__Problem to solve__
Tally the lines containing "bridge" in this data. Respond with the tally alone.

__Input data__
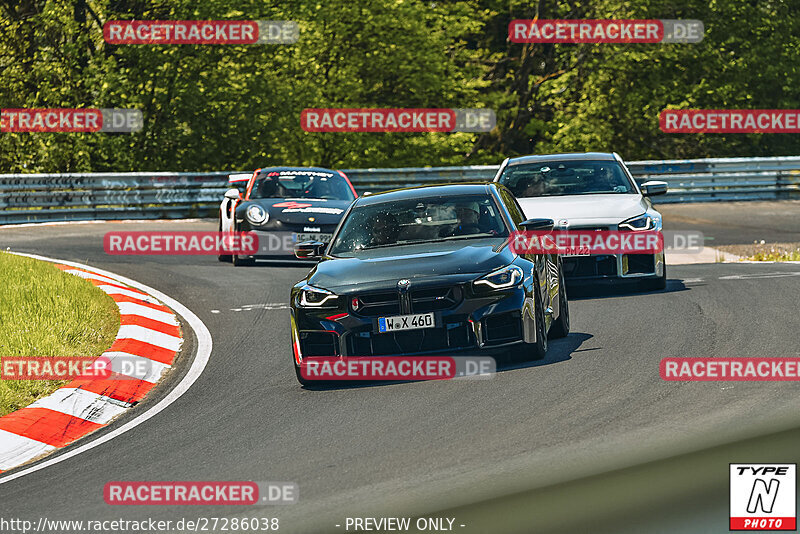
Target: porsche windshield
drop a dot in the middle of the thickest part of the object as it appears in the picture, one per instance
(559, 178)
(425, 220)
(292, 184)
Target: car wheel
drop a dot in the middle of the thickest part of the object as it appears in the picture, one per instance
(223, 257)
(300, 378)
(655, 284)
(538, 350)
(560, 328)
(239, 261)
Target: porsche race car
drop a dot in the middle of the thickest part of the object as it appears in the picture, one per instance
(284, 206)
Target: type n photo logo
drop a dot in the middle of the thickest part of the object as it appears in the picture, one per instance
(763, 497)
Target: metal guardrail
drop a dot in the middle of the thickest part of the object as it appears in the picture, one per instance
(143, 195)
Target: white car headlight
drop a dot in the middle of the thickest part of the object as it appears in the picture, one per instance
(641, 222)
(316, 297)
(256, 214)
(503, 278)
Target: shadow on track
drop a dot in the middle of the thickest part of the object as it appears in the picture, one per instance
(560, 351)
(618, 289)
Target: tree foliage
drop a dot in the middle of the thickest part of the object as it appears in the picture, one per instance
(238, 107)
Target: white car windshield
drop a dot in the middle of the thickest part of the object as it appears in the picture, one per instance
(559, 178)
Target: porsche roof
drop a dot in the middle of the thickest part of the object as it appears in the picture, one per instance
(575, 156)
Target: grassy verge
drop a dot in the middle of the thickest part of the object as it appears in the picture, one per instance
(765, 251)
(776, 256)
(44, 312)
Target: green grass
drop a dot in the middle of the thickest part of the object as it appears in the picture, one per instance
(45, 312)
(776, 256)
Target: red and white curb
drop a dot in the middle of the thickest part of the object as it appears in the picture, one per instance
(149, 332)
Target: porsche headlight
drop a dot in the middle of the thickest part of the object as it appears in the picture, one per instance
(316, 297)
(256, 214)
(504, 278)
(640, 222)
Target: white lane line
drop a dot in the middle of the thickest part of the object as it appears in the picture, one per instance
(140, 333)
(136, 366)
(204, 346)
(84, 404)
(131, 308)
(16, 449)
(113, 290)
(779, 274)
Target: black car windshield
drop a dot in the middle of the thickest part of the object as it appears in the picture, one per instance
(301, 184)
(422, 220)
(558, 178)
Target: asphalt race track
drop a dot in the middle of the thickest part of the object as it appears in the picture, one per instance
(596, 404)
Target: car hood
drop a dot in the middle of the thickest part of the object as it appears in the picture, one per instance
(426, 262)
(300, 210)
(585, 209)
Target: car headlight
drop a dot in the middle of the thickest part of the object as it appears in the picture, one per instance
(503, 278)
(641, 222)
(316, 297)
(256, 214)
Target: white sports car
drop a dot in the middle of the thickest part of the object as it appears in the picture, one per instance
(590, 191)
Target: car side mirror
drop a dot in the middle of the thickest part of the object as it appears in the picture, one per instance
(653, 188)
(309, 250)
(543, 225)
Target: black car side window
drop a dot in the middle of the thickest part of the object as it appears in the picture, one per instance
(513, 208)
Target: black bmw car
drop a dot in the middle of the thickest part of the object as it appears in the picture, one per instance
(284, 206)
(426, 271)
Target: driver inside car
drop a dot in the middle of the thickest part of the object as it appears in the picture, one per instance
(384, 230)
(467, 214)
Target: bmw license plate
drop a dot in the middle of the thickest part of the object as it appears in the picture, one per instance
(406, 322)
(324, 238)
(578, 252)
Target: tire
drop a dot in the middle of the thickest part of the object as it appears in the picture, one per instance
(241, 262)
(303, 381)
(560, 328)
(655, 284)
(310, 383)
(223, 257)
(538, 350)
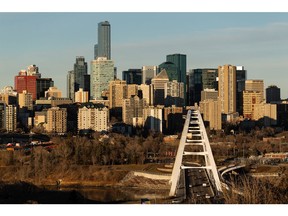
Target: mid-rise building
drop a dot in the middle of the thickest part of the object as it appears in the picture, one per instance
(93, 116)
(102, 72)
(133, 111)
(174, 93)
(209, 94)
(152, 118)
(56, 120)
(158, 87)
(250, 100)
(227, 88)
(53, 92)
(255, 85)
(148, 72)
(81, 96)
(211, 111)
(132, 76)
(273, 94)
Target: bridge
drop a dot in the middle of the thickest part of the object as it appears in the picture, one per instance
(195, 175)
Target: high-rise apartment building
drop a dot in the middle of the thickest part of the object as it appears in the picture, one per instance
(227, 88)
(103, 48)
(250, 100)
(181, 63)
(93, 116)
(273, 94)
(25, 100)
(81, 96)
(56, 120)
(43, 84)
(158, 87)
(11, 117)
(102, 72)
(2, 115)
(148, 72)
(255, 85)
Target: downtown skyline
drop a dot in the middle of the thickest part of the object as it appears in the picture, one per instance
(51, 41)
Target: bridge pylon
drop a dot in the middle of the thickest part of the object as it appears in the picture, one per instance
(194, 152)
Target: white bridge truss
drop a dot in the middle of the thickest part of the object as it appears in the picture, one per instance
(194, 136)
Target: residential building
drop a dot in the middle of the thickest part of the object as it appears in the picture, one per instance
(81, 96)
(25, 100)
(11, 117)
(56, 120)
(152, 118)
(93, 116)
(53, 92)
(133, 111)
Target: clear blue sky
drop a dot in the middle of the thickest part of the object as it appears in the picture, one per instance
(257, 41)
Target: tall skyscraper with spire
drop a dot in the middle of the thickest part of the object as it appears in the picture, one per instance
(103, 48)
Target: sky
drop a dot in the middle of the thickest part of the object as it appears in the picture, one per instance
(256, 40)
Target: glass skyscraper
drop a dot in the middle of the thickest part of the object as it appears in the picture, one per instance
(103, 48)
(102, 72)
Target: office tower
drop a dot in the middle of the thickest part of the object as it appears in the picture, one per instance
(174, 93)
(199, 80)
(43, 84)
(255, 85)
(53, 92)
(2, 115)
(11, 117)
(133, 111)
(56, 120)
(26, 82)
(272, 94)
(158, 87)
(81, 96)
(148, 72)
(241, 75)
(80, 70)
(171, 70)
(144, 91)
(210, 108)
(132, 76)
(227, 88)
(152, 118)
(103, 48)
(71, 84)
(25, 100)
(209, 94)
(180, 61)
(250, 100)
(93, 116)
(102, 72)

__Task solution__
3